SOURCE EXCERPT
☆ ☆ ☆ ☆
- Drifting Clouds DVD cover
- Directed by: Aki Kaurismäki
- Written by: Aki Kaurismäki
- Produced by: Aki Kaurismäki
- Starring: Kati Outinen; Kari Väänänen; Elina Salo; Sakari Kuosmanen;
- Cinematography: Timo Salminen
- Edited by: Aki Kaurismäki
- Music by: Shelley Fisher
- Production company: Sputnik
- Distributed by: Sputnik
- Release date: 26 January 1996;
- Running time: 97 minutes
- Country: Finland
- Language: Finnish
- Budget: FIM 5,562,154 (approx. € 935,000)

= Drifting Clouds (film) =

Drifting Clouds (Kauas pilvet karkaavat) is a 1996 Finnish comedy drama film edited, written, produced, and directed by Aki Kaurismäki and starring Kati Outinen, Kari Väänänen and Markku Peltola. The film is the first in Kaurismäki's Finland trilogy, the other two films being The Man Without a Past and Lights in the Dusk.
☆ ☆ ☆ ☆
DATASET ROWS
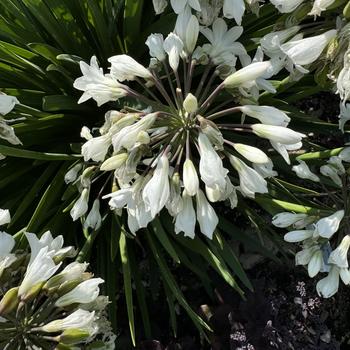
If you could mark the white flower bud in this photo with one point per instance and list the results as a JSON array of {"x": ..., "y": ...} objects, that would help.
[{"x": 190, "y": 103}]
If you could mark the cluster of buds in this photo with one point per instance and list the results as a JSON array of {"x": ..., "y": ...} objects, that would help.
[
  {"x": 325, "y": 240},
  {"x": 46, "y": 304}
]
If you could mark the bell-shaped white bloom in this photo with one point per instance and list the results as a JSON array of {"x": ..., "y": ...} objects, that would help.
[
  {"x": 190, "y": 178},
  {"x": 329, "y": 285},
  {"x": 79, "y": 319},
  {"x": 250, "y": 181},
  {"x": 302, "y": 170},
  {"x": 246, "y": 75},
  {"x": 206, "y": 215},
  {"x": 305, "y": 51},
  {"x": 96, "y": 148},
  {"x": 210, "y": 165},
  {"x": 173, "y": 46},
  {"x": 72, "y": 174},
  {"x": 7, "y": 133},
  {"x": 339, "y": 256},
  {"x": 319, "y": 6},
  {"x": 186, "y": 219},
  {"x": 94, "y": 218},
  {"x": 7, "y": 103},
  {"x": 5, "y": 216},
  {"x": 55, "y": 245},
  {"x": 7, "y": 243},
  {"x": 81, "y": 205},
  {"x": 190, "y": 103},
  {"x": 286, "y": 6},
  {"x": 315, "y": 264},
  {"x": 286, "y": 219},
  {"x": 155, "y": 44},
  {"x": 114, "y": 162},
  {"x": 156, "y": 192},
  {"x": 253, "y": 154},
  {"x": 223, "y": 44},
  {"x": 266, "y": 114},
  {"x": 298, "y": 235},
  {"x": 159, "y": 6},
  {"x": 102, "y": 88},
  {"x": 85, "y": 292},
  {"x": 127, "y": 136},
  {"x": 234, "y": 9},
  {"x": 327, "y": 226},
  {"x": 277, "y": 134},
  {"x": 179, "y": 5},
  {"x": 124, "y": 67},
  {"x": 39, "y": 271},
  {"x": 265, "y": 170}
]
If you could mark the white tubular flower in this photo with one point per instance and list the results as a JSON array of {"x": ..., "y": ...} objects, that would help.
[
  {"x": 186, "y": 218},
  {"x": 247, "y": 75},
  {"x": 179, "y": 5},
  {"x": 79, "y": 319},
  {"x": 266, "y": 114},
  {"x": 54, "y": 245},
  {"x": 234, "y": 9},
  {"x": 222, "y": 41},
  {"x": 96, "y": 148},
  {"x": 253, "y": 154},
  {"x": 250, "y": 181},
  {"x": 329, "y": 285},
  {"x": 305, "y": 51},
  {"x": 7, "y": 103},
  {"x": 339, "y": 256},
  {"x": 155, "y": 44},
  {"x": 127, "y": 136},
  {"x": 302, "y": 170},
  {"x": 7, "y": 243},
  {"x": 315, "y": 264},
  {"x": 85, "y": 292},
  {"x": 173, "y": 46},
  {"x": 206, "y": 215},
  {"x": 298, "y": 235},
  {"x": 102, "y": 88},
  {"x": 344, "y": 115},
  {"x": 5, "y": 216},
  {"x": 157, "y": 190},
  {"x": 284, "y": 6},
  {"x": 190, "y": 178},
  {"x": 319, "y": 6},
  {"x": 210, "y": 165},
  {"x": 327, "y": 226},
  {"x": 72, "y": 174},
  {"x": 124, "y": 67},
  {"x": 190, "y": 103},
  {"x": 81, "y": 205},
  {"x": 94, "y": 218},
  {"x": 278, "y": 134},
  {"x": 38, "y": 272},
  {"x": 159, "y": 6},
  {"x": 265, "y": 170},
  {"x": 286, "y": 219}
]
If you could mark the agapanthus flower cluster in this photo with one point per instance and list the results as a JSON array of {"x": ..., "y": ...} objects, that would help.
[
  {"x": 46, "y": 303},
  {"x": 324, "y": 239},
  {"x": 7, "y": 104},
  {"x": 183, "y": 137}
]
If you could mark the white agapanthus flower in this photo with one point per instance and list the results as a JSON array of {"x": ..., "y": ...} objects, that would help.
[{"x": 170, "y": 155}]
☆ ☆ ☆ ☆
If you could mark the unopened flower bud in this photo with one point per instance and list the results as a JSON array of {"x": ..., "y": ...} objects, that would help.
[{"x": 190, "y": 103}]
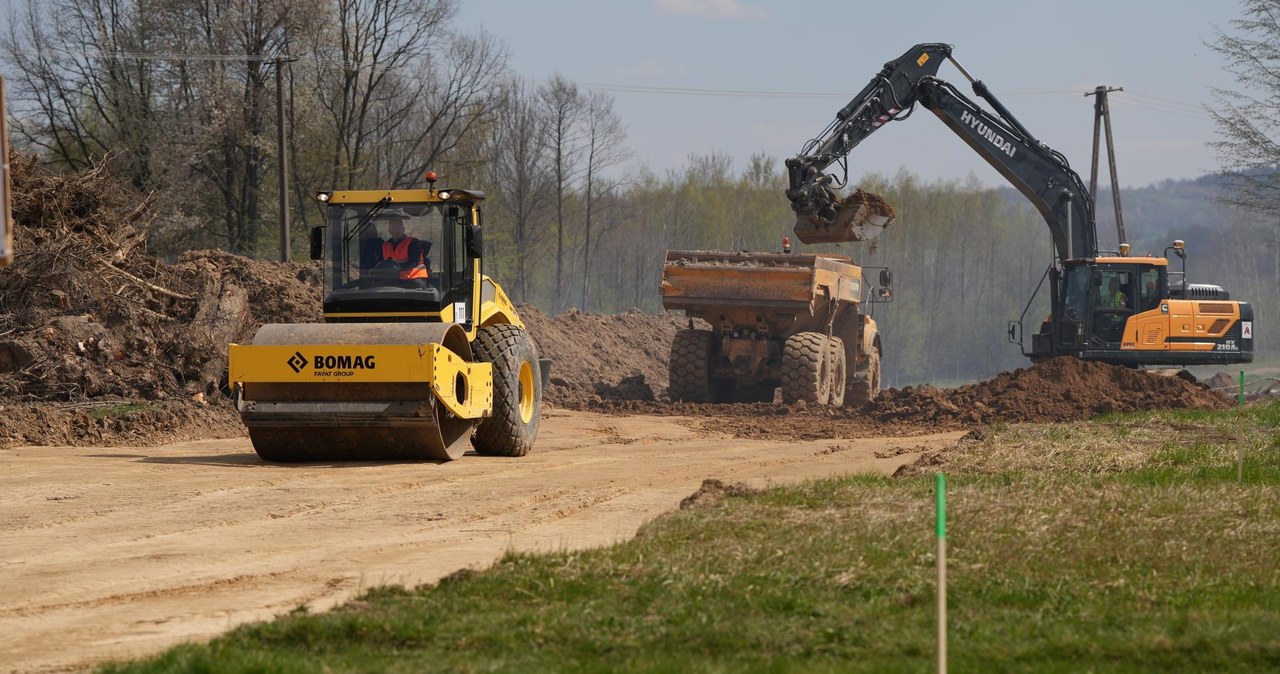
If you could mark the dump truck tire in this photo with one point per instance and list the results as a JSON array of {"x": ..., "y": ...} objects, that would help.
☆ ☆ ☆ ☆
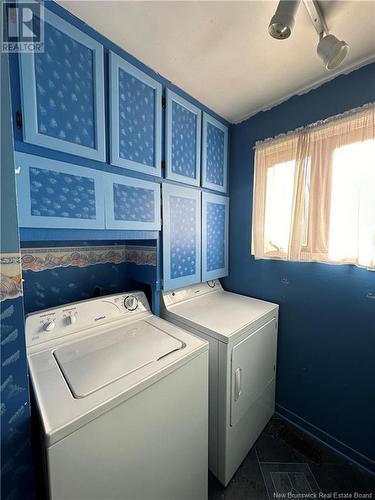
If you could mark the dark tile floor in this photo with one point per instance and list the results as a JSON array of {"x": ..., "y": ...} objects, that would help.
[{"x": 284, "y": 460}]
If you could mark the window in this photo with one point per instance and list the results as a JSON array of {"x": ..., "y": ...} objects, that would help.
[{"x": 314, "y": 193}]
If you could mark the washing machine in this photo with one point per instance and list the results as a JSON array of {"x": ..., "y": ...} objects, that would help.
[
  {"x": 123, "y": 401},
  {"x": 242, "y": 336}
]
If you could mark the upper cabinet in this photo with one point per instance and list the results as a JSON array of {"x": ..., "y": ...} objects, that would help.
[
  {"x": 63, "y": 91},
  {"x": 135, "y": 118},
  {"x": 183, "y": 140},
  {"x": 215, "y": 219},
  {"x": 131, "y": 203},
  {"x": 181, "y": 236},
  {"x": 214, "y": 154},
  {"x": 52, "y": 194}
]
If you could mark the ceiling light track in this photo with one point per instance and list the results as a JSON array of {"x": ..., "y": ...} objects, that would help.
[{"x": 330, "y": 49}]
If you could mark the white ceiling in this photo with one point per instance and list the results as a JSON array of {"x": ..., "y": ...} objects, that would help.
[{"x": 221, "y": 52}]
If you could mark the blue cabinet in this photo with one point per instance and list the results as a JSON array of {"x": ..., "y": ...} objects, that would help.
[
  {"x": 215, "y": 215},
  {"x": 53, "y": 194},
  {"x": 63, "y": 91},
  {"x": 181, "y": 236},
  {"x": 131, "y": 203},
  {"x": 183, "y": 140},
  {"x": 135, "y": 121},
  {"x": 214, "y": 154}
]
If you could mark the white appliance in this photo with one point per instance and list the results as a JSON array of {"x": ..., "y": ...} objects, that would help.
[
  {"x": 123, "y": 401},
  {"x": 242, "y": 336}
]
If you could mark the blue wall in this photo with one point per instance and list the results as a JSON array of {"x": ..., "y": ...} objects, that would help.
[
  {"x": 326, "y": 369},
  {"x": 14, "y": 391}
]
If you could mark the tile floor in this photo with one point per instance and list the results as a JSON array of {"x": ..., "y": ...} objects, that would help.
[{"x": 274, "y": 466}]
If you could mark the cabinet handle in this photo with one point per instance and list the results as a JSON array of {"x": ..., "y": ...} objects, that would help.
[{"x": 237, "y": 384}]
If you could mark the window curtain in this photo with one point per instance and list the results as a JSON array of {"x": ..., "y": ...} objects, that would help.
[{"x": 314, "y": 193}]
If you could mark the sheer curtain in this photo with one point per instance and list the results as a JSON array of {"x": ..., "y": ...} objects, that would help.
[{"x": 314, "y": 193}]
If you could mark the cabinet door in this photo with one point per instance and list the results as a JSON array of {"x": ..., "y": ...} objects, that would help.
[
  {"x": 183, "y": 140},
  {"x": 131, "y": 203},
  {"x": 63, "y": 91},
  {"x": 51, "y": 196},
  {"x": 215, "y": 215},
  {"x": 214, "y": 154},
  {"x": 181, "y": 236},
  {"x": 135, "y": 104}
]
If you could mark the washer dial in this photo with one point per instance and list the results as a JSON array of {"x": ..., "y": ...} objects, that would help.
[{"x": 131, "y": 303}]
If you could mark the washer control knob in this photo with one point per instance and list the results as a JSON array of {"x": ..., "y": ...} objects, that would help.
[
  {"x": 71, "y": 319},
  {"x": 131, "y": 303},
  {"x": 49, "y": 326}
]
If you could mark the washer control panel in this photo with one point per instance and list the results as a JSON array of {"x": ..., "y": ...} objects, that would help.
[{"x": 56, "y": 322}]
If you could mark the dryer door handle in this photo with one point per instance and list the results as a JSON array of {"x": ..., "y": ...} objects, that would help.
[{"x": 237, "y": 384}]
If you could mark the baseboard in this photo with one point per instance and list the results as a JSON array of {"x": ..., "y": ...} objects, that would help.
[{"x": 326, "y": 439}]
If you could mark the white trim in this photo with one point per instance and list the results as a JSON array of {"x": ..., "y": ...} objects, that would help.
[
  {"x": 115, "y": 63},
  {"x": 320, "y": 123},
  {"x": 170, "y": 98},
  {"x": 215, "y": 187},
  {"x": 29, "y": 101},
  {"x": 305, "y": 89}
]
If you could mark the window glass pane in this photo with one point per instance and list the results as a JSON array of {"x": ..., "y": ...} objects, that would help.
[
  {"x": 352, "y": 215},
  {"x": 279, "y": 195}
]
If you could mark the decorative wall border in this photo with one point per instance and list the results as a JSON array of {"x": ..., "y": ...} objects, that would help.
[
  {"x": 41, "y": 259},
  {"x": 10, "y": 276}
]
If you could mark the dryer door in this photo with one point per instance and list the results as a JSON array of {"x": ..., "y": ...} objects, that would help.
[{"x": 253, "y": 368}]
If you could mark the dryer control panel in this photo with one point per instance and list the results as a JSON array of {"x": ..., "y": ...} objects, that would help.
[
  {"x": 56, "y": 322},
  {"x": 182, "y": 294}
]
☆ ☆ ☆ ☆
WRITTEN EXERCISE A
Using the Drifting Clouds film entry, say whether each statement agrees with it, answering yes or no and quoting the deciding words: (i) The film was released on 26 January 1996. (ii) Aki Kaurismäki wrote the music for the film. (iii) The film is the last in Kaurismäki's Finland trilogy.
WRITTEN EXERCISE B
Count the lines of the rows that contain the string "ceiling", with case counting, and give only the number.

OUTPUT A
(i) Yes: "Release date: 26 January 1996"
(ii) No: "Music by: Shelley Fisher"
(iii) No: "The film is the first in Kaurismäki's Finland trilogy"

OUTPUT B
2